A vida ensinou-nos que nem todos os problemas têm necessariamente solução.
Alguns só se resolvem pelo seu desaparecimento. O actual governo colocou as escolas e os professores perante um conjunto de problemas cuja solução, a existir, não leva a educação a bom porto. São problemas tão prejudiciais aos professores, aos seus alunos e à sociedade portuguesa que é um imperativo ético e profissional desembaraçarmo-nos deles o mais depressa possível.

--- --- ---

> OBJETIVO A: No excerto sobre as escolas e os professores, a quem são prejudiciais os problemas colocados pelo actual governo?
O excerto e as entradas são materiais independentes entre si.

--- --- ---

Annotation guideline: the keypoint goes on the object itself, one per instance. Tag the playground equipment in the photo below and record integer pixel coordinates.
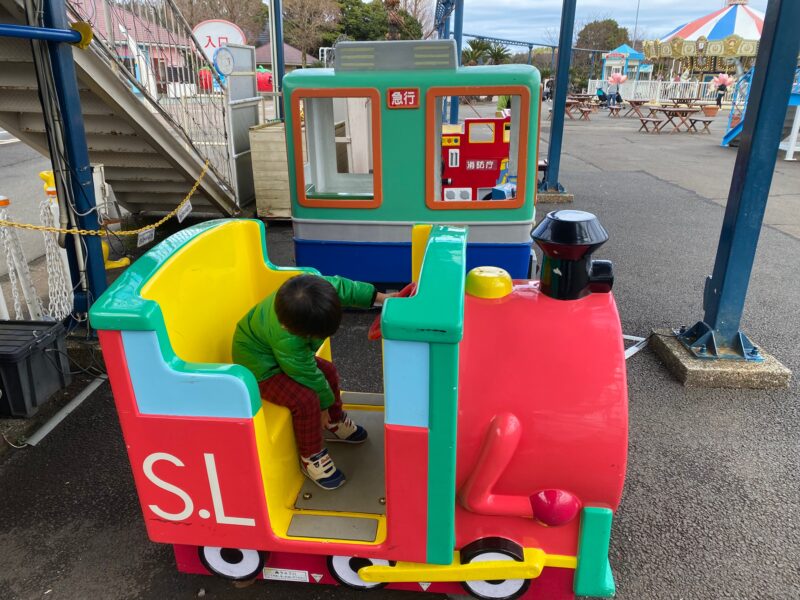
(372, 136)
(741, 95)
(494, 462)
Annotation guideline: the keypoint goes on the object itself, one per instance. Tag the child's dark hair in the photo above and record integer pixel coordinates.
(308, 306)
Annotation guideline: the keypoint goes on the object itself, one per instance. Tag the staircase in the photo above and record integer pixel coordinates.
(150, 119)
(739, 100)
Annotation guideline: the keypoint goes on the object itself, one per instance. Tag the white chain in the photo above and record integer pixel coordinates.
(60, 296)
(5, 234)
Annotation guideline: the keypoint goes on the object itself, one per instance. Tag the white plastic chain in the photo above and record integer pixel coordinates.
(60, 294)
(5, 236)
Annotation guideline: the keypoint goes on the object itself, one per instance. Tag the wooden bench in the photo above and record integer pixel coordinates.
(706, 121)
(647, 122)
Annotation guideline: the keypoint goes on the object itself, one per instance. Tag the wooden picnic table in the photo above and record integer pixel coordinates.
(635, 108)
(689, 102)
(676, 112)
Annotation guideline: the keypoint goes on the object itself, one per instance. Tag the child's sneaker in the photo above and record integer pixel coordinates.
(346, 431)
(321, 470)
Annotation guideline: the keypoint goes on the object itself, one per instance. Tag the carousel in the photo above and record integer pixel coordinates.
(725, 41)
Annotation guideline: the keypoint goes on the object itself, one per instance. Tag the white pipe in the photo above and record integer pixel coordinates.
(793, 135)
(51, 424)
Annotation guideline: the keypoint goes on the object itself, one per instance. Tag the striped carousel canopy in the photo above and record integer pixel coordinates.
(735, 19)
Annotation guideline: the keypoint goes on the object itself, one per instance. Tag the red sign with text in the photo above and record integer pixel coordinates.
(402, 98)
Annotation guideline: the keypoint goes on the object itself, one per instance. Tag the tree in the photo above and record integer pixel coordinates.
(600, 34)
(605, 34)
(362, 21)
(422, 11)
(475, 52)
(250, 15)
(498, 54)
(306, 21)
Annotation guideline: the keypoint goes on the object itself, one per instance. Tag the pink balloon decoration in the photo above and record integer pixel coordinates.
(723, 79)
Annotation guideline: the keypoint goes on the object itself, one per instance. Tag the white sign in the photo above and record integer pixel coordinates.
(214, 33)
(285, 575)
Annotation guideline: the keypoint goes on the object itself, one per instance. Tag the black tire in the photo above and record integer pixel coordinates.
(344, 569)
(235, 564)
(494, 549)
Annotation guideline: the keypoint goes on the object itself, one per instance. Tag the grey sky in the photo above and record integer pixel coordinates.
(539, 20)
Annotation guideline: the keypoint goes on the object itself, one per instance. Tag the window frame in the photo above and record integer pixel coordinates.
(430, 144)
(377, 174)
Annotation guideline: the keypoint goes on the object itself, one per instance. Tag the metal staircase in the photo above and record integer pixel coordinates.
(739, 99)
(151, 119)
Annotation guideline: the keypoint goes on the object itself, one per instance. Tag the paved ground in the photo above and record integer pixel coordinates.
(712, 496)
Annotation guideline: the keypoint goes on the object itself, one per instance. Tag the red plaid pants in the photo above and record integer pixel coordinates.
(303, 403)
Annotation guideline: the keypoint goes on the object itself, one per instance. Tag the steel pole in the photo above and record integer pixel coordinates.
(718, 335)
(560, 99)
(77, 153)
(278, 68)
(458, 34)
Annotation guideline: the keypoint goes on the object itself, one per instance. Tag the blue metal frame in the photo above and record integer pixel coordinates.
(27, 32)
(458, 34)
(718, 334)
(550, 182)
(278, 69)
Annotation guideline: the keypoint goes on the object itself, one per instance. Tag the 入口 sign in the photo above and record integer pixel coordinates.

--- --- ---

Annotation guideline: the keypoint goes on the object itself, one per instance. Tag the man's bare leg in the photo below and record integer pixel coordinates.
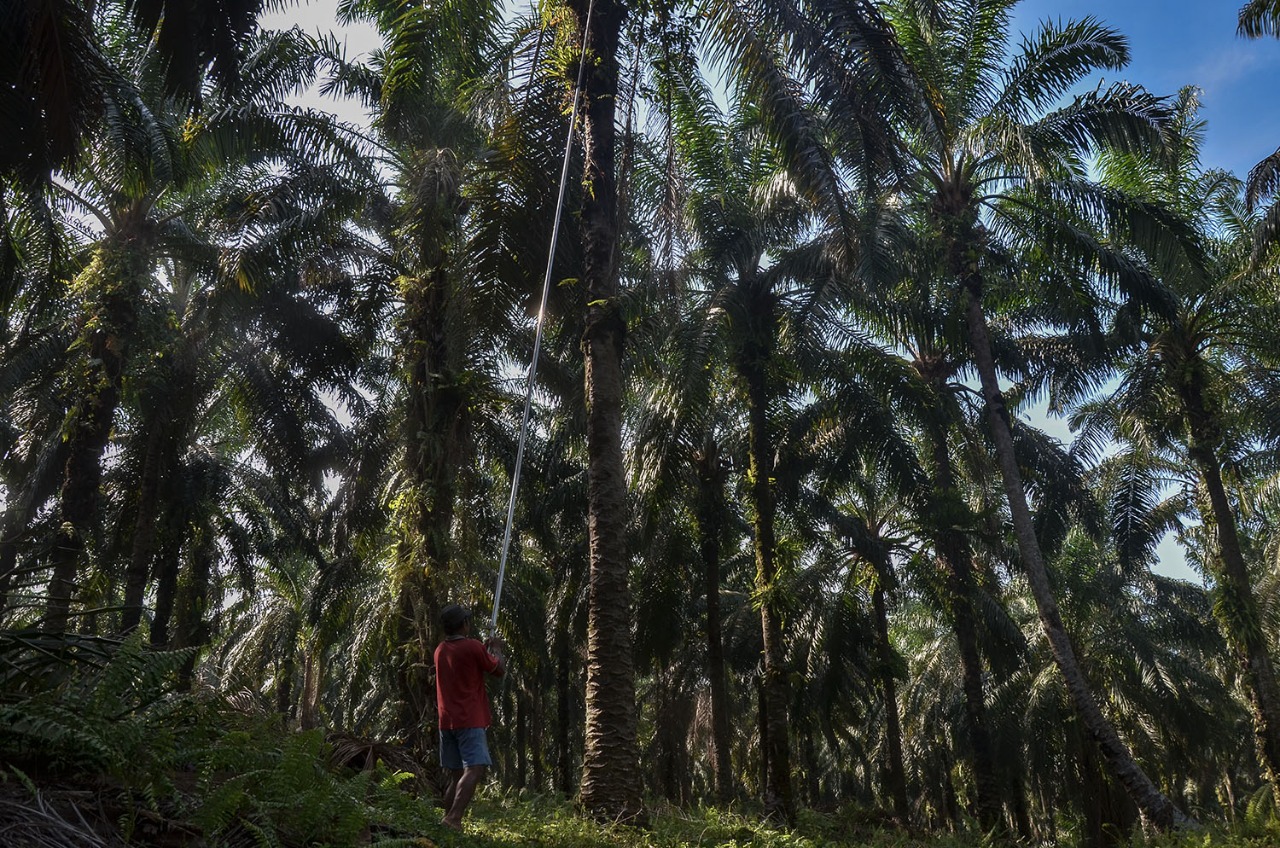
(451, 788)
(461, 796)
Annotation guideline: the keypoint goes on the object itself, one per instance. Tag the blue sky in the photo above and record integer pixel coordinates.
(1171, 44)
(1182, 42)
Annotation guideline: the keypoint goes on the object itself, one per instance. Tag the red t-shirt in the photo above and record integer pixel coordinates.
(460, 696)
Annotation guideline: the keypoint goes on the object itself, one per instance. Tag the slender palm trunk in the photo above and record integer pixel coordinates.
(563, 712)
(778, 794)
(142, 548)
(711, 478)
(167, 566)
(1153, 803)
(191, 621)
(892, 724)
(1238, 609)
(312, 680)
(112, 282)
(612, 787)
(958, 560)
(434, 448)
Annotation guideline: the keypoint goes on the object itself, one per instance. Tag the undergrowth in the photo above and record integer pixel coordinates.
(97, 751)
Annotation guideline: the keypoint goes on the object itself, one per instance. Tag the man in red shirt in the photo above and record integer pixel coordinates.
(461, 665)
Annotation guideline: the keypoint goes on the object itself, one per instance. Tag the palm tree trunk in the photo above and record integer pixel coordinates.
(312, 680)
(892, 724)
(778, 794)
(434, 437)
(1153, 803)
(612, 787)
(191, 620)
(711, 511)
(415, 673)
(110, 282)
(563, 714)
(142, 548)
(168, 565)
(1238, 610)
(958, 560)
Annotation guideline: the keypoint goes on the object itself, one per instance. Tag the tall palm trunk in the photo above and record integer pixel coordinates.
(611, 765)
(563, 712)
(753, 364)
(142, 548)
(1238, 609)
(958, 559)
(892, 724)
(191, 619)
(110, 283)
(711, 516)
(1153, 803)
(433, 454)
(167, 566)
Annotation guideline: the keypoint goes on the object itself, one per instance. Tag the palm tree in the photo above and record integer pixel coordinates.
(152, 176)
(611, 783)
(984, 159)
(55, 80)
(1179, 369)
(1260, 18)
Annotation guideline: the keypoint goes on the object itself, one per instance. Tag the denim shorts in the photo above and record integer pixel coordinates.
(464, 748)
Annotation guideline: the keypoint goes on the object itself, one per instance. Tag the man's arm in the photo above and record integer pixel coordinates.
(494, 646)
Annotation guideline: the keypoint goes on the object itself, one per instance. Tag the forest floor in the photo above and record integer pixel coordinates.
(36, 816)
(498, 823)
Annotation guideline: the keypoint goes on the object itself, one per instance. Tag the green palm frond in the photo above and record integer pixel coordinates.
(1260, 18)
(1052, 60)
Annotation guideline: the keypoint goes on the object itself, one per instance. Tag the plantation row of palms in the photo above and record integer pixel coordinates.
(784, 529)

--- --- ---

> OBJETIVO B: Extraia das entradas todas as linhas que contenham a palavra "below".

> RESPOSTA DO EXERCÍCIO A: Aos professores, aos seus alunos e à sociedade portuguesa.

> RESPOSTA DO EXERCÍCIO B:
Annotation guideline: the keypoint goes on the object itself, one per instance. Tag the playground equipment in the photo below and record integer pixel coordinates.
Annotation guideline: the keypoint goes on the object itself, one per instance. Tag the man's bare leg in the photo below and record integer pixel coordinates.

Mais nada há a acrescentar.